═════ Data provided

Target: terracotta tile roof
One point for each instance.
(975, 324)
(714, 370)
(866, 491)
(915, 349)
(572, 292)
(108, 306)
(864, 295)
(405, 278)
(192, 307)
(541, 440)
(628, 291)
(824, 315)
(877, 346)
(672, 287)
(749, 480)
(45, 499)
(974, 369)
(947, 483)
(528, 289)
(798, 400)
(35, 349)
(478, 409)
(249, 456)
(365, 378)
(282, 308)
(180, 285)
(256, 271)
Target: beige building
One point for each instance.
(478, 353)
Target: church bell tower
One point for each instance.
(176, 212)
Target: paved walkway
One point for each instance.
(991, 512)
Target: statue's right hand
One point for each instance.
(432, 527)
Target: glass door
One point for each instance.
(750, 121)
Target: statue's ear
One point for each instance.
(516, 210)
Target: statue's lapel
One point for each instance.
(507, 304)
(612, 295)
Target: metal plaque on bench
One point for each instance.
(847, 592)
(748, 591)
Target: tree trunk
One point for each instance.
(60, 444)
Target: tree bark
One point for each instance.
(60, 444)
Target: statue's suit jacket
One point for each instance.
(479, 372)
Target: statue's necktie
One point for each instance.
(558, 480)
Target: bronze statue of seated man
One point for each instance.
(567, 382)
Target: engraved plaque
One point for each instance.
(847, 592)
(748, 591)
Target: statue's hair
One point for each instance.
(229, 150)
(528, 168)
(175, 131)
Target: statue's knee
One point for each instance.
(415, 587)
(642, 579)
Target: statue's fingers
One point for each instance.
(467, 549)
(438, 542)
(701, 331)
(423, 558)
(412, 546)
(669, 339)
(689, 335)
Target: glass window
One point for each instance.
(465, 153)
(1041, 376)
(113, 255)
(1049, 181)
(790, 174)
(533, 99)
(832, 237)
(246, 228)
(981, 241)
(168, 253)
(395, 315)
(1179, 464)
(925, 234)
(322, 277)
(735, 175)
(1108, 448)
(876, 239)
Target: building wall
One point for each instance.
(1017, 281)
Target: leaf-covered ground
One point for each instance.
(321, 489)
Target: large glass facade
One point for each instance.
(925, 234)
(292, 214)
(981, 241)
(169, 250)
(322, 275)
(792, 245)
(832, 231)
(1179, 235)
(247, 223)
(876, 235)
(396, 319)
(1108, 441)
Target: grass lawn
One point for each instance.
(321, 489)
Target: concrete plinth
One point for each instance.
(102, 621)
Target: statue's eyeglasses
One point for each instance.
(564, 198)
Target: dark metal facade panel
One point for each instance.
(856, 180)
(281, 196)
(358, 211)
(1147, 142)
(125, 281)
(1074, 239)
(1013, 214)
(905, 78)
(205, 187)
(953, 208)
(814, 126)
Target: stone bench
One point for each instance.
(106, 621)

══════════

• [Task to carry out]: Output a faithful copy of every entry, keeping each line as written.

• [Exercise solution]:
Target: terracotta tile roof
One point for each instance.
(975, 324)
(714, 370)
(866, 491)
(915, 349)
(572, 292)
(108, 306)
(864, 295)
(405, 278)
(192, 307)
(541, 440)
(628, 291)
(824, 315)
(877, 346)
(672, 287)
(749, 480)
(45, 499)
(974, 369)
(947, 483)
(528, 289)
(798, 400)
(35, 349)
(478, 409)
(249, 456)
(365, 378)
(282, 308)
(180, 285)
(256, 271)
Target: beige building
One point for each instance.
(478, 353)
Target: church bell tower
One point for each instance.
(176, 212)
Target: paved walkway
One point for each instance.
(991, 512)
Target: statue's right hand
One point for each instance.
(432, 527)
Target: glass door
One point for each instance.
(750, 121)
Target: statue's ear
One point for each instance.
(516, 210)
Target: statue's lapel
One point for each instance.
(507, 304)
(612, 295)
Target: metal plaque on bench
One point for each instance.
(847, 592)
(748, 591)
Target: tree trunk
One point for each instance.
(60, 444)
Target: tree bark
One point for each instance.
(60, 444)
Target: statue's suit jacket
One point for each instance.
(479, 372)
Target: statue's necktie
One point for each instance.
(558, 480)
Target: bronze statue of seated man
One point for each instance.
(567, 382)
Target: engraved plaque
One point for each instance.
(847, 592)
(748, 591)
Target: statue's hair
One point for each instance.
(229, 150)
(528, 168)
(175, 131)
Target: statue's knee
One point for each instance.
(415, 587)
(642, 579)
Target: statue's fingers
One point for each instance.
(467, 549)
(438, 542)
(701, 331)
(423, 558)
(412, 546)
(669, 339)
(689, 335)
Target: glass window
One point for each instance.
(465, 153)
(1041, 376)
(113, 255)
(1049, 181)
(790, 174)
(533, 99)
(832, 237)
(246, 228)
(981, 241)
(168, 253)
(395, 315)
(1179, 464)
(925, 234)
(322, 277)
(735, 175)
(1108, 448)
(876, 239)
Target: building wall
One point for each instance.
(1017, 281)
Target: leaf-covered ground
One point for each instance.
(321, 489)
Target: large glass facade
One point for each instance.
(925, 234)
(292, 214)
(981, 241)
(169, 250)
(322, 275)
(792, 245)
(832, 231)
(1179, 235)
(247, 223)
(876, 235)
(396, 319)
(1108, 441)
Target: grass lawn
One point for each instance.
(321, 489)
Target: concrete plinth
One point for each instance.
(102, 621)
Target: statue's eyeglasses
One point for each instance.
(564, 198)
Target: dark metal facade panel
One point for each instance.
(856, 180)
(281, 196)
(358, 211)
(1147, 142)
(125, 281)
(1074, 239)
(1013, 214)
(905, 78)
(205, 187)
(953, 208)
(814, 126)
Target: stone bench
One point for each instance.
(106, 621)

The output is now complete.